>> begin Supplied data

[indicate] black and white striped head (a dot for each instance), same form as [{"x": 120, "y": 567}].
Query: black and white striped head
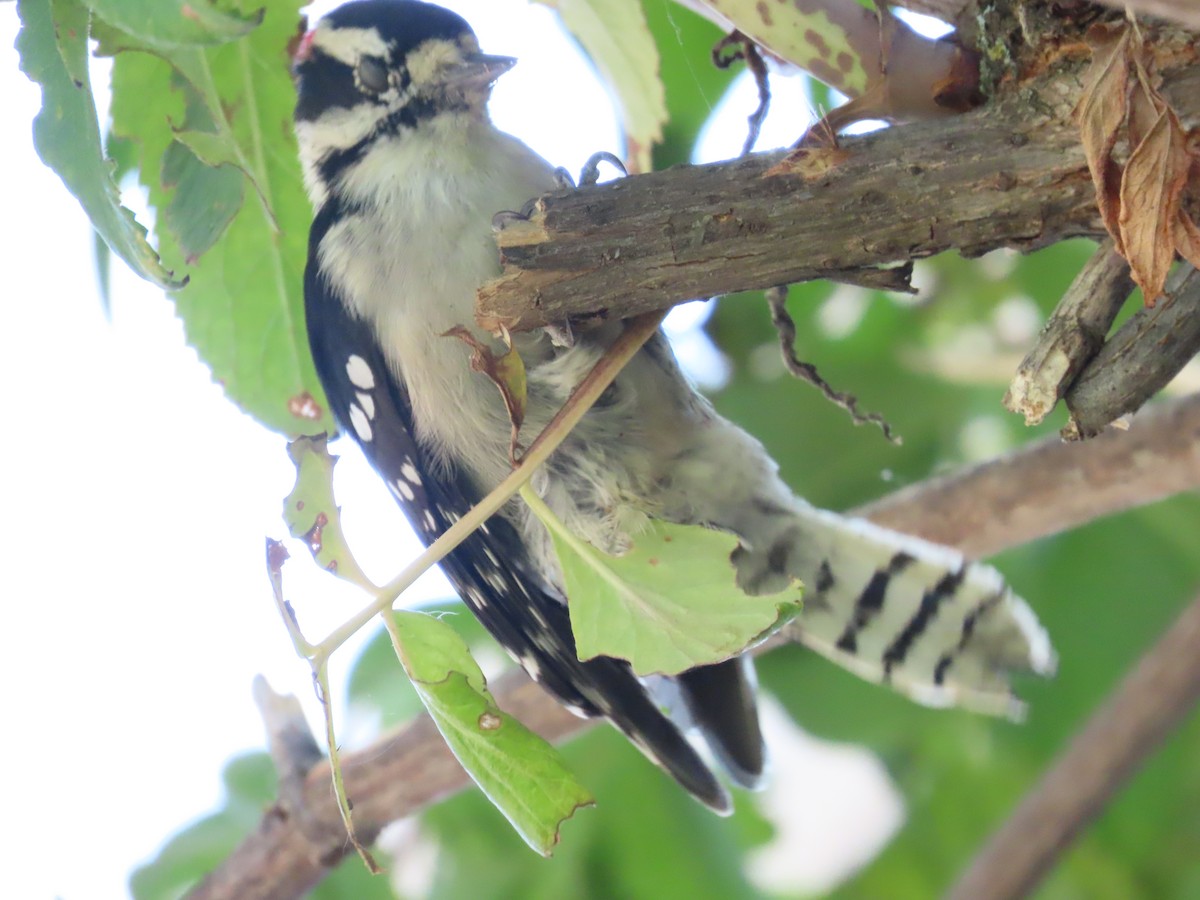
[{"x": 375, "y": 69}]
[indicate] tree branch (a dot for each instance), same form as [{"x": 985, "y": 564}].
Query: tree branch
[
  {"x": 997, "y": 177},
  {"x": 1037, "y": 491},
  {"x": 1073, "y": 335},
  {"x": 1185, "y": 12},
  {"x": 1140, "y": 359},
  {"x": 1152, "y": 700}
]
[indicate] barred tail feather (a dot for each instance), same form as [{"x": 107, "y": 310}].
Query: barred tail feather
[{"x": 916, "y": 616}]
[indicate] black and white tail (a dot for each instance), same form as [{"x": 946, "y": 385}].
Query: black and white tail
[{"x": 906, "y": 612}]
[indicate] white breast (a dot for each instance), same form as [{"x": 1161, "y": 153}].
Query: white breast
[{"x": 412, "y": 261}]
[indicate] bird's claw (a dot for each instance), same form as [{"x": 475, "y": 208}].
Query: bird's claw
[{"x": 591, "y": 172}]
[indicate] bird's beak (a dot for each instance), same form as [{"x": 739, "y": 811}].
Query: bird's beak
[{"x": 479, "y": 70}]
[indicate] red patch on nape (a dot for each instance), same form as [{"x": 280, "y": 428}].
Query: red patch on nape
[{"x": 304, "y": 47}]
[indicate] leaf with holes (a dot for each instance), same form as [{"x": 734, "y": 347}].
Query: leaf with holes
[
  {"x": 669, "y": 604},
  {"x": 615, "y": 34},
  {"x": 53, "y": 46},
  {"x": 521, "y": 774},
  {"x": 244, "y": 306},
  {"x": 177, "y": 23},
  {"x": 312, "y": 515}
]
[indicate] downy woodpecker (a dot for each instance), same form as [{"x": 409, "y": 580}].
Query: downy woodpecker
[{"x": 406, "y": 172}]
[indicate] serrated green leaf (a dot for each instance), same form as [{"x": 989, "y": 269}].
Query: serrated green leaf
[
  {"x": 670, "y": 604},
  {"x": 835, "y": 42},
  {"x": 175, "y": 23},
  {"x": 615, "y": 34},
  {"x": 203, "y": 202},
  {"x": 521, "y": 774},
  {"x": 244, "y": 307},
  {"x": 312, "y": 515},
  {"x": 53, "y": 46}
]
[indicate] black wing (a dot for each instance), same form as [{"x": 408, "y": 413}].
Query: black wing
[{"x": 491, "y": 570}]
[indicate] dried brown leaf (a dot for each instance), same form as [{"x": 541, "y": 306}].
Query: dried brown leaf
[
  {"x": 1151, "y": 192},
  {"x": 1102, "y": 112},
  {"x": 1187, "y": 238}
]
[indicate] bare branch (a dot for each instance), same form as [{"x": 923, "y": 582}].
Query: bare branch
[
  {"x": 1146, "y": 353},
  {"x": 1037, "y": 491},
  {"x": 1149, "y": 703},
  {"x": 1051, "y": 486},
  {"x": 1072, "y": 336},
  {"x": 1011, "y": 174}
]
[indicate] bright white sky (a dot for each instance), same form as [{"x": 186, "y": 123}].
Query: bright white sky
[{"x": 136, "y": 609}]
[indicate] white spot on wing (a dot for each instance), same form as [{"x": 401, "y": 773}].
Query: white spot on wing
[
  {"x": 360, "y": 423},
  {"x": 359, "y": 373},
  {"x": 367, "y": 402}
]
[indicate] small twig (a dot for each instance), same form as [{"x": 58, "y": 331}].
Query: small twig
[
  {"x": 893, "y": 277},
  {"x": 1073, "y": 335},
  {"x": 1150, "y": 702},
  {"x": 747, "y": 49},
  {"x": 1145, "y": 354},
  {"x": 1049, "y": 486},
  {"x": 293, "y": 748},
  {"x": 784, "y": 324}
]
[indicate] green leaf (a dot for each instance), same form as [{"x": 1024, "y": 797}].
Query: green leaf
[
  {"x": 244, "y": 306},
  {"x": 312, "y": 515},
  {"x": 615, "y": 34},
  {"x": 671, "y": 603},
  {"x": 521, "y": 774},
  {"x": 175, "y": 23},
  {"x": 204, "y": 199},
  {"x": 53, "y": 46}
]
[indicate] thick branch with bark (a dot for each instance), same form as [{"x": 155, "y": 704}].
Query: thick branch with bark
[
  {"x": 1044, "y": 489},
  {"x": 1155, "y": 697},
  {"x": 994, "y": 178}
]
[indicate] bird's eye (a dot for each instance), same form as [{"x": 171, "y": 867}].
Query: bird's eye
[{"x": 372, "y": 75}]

>> end Supplied data
>> begin Supplied data

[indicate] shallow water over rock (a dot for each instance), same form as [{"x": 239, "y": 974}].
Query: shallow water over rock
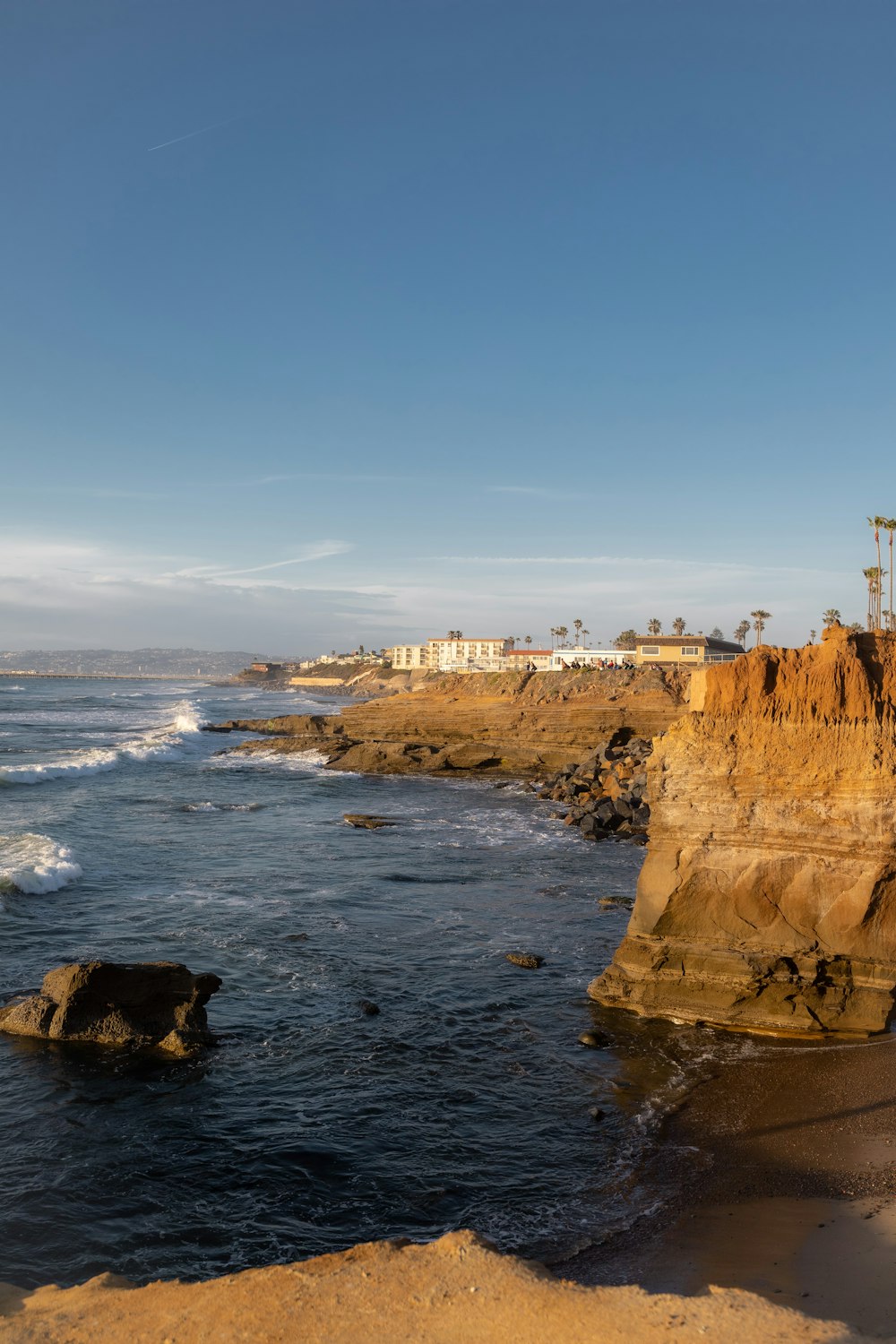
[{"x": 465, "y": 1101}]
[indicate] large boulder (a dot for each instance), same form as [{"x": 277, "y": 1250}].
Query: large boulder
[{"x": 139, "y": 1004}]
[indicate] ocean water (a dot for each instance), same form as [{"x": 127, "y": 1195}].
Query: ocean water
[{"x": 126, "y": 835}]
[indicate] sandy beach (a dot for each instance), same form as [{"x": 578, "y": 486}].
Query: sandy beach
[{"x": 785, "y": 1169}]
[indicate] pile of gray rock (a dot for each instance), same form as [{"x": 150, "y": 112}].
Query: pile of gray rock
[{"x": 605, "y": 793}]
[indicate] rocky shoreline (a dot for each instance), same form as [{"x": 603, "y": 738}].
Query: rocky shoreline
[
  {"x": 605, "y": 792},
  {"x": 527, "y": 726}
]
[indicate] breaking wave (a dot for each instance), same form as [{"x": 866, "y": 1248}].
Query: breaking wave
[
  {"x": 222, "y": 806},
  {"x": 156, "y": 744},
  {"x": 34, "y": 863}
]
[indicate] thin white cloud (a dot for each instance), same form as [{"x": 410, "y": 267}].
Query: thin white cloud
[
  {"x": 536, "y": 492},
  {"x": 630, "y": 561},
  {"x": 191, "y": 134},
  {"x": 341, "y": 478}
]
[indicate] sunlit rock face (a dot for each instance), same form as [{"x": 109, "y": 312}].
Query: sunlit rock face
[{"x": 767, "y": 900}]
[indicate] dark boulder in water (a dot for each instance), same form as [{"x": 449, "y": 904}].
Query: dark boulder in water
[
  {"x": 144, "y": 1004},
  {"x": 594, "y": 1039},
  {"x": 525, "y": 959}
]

>> end Supplied data
>> begin Supplied data

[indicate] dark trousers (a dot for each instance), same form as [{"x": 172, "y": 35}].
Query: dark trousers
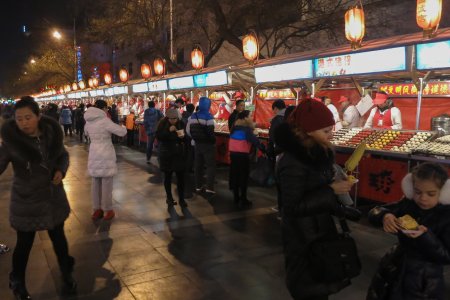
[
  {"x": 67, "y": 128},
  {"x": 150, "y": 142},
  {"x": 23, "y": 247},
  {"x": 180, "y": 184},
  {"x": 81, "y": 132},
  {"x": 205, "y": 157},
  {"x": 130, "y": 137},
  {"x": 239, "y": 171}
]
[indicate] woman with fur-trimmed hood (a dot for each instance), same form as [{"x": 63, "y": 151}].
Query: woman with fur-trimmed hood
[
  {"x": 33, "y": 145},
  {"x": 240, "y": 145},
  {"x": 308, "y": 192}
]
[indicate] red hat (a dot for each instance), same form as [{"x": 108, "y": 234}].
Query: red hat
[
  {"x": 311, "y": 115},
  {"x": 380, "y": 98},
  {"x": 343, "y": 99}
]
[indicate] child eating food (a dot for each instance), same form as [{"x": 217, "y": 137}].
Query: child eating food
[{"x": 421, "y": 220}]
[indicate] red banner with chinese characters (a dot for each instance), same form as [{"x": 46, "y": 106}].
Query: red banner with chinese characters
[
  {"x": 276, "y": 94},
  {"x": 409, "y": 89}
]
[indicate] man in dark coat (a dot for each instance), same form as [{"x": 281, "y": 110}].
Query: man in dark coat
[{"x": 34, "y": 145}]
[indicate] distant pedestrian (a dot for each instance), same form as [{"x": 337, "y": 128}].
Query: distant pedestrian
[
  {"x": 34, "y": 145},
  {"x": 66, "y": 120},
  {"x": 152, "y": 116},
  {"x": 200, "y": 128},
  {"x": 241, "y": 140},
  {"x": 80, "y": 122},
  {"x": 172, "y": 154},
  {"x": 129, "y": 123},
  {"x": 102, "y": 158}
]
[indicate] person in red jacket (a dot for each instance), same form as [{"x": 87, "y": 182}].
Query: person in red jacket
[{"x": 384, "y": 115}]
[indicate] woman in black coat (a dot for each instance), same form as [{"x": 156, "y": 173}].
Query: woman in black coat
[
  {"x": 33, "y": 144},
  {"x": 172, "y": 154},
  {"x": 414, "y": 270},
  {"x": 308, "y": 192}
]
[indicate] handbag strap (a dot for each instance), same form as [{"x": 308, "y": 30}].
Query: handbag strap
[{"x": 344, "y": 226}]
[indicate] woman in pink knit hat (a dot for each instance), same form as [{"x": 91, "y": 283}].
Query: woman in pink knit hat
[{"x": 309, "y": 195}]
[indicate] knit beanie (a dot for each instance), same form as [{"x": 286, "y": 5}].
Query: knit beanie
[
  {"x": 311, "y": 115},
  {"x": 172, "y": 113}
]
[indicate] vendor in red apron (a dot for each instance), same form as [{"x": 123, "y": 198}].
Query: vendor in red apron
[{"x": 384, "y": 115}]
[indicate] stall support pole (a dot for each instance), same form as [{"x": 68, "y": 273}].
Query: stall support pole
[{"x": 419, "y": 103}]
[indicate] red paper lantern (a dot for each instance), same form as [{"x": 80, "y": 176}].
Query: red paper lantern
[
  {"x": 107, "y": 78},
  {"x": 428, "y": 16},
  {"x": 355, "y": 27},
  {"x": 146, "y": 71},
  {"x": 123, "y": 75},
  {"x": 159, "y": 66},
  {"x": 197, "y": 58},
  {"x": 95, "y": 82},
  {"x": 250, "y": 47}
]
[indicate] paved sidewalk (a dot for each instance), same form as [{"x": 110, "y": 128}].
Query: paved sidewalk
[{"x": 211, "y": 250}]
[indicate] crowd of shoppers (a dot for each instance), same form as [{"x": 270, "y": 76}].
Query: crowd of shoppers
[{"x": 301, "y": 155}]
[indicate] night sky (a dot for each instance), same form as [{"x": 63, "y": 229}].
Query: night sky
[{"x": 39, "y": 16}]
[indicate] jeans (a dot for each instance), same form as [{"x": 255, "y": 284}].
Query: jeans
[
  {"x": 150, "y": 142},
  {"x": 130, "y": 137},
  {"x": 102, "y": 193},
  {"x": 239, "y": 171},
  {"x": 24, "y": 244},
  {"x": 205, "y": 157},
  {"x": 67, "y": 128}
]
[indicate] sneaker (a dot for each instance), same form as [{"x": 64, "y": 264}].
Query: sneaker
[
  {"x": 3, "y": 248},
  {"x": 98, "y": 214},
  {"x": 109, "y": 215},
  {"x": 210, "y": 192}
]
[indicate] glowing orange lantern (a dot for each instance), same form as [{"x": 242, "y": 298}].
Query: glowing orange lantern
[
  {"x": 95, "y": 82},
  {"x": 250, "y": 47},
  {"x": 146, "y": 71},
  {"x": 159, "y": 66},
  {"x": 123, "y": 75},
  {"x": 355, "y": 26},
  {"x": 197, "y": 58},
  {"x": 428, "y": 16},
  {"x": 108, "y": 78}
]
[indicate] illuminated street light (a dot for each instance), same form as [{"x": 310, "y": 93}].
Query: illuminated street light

>> end Supplied data

#### Brief
Select each line in the entries that contains the word "over" and copy those lines in full. Case counts when matching.

#### In response
[indicate] shallow water over rock (a dot for each instance), same form as [{"x": 239, "y": 974}].
Query: shallow water over rock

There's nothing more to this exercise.